提示された文章 ->
————

被控訴人(附帯控訴人) 中筋紡績株式会社

主文

被控訴人の附帯控訴を棄却する。

原判決を左のとおり変更する。

控訴人は、被控訴人に対し、金三〇五、一四七円及びこれに対する昭和二六年一二月三〇日以降完済に至るまで年六分の割合による金員を支払うべし。

被控訴人その余の請求を棄却する。

訴訟費用(附帯控訴によつて生じた費用を含む)は、第一、二審を通じ、これを五分し、その二を被控訴人、その余を控訴人の負担とする。

事実

控訴代理人は、「原判決中、控訴人勝訴の部分を除いてその余を取消す。被控訴人の請求を棄却する。訴訟費用は、第一、二審とも被控訴人の負担とする。」との判決ならびに被控訴人の附帯控訴棄却の判決を求め、被控訴代理人は、控訴人の控訴棄却の判決ならびに附帯控訴として、「原判決を次のように変更する。控訴人は、被控訴人に対し、金七二〇、九八三円一一銭及びこれに対する昭和二六年一二月三〇日以降完済に至るまで年六分の割合による金員を支払うべし。訴訟費用は、第一、二審とも控訴人の負担とする。」との判決を求めた。

————

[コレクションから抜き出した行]

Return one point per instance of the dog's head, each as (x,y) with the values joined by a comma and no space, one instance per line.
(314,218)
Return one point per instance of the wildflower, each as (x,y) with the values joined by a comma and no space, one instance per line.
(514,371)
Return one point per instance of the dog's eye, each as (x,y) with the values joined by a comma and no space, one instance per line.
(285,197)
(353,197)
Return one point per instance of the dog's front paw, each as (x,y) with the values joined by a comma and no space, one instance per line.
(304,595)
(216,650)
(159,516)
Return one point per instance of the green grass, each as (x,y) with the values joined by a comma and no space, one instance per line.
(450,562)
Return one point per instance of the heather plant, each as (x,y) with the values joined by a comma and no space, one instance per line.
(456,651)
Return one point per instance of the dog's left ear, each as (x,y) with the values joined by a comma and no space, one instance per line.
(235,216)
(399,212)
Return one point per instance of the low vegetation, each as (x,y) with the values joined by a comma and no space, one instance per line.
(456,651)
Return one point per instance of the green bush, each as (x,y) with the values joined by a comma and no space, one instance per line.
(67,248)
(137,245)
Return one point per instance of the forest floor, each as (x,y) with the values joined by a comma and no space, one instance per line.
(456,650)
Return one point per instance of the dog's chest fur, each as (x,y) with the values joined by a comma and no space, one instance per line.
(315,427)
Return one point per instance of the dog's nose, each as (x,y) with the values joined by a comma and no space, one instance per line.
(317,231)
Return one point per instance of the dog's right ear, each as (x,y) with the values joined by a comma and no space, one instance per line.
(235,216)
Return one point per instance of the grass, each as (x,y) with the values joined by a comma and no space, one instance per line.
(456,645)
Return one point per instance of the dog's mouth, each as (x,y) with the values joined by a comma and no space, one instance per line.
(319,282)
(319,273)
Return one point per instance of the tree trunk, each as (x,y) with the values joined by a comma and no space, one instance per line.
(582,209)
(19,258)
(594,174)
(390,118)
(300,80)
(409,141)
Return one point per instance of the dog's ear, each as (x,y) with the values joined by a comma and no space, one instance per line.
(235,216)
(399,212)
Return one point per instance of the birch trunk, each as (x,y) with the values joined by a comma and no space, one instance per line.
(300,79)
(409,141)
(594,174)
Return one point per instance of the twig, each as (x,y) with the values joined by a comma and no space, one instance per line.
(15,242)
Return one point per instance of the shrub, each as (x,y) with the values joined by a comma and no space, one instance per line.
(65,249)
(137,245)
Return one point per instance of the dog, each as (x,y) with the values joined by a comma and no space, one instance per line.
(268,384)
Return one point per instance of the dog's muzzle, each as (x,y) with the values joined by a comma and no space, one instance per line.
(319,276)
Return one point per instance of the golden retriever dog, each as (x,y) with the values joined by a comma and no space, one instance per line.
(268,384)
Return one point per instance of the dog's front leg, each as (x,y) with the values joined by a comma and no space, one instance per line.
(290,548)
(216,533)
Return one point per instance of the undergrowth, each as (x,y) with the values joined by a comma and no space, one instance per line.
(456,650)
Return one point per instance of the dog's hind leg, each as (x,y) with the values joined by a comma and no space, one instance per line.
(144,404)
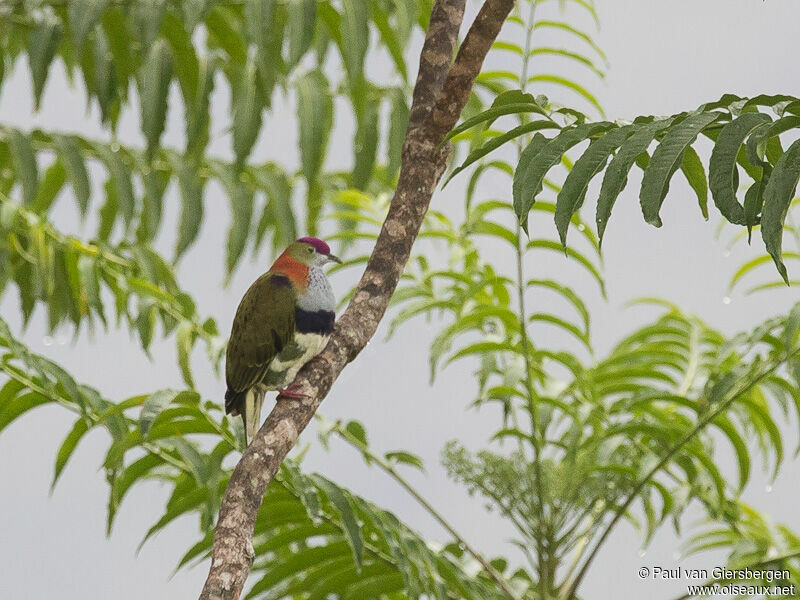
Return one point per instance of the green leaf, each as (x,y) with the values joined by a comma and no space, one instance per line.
(777,197)
(52,182)
(184,341)
(198,117)
(591,162)
(406,458)
(315,118)
(147,16)
(42,43)
(14,407)
(723,178)
(191,187)
(70,155)
(344,505)
(498,110)
(241,199)
(532,168)
(154,83)
(24,161)
(616,175)
(753,203)
(277,210)
(153,406)
(247,108)
(83,16)
(120,182)
(666,159)
(495,142)
(68,447)
(365,144)
(389,38)
(265,21)
(355,37)
(302,17)
(695,174)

————

作成するもの ->
判決文のうち、「控訴人は、被控訴人に対し、金三〇五、一四」を含む語句から書き始め、「とする。」との判決を求めた。」を書いたところで止めて、その範囲を一字も変えずに書き出すこと。

期待される解答 ->
控訴人は、被控訴人に対し、金三〇五、一四七円及びこれに対する昭和二六年一二月三〇日以降完済に至るまで年六分の割合による金員を支払うべし。

被控訴人その余の請求を棄却する。

訴訟費用(附帯控訴によつて生じた費用を含む)は、第一、二審を通じ、これを五分し、その二を被控訴人、その余を控訴人の負担とする。

事実

控訴代理人は、「原判決中、控訴人勝訴の部分を除いてその余を取消す。被控訴人の請求を棄却する。訴訟費用は、第一、二審とも被控訴人の負担とする。」との判決ならびに被控訴人の附帯控訴棄却の判決を求め、被控訴代理人は、控訴人の控訴棄却の判決ならびに附帯控訴として、「原判決を次のように変更する。控訴人は、被控訴人に対し、金七二〇、九八三円一一銭及びこれに対する昭和二六年一二月三〇日以降完済に至るまで年六分の割合による金員を支払うべし。訴訟費用は、第一、二審とも控訴人の負担とする。」との判決を求めた。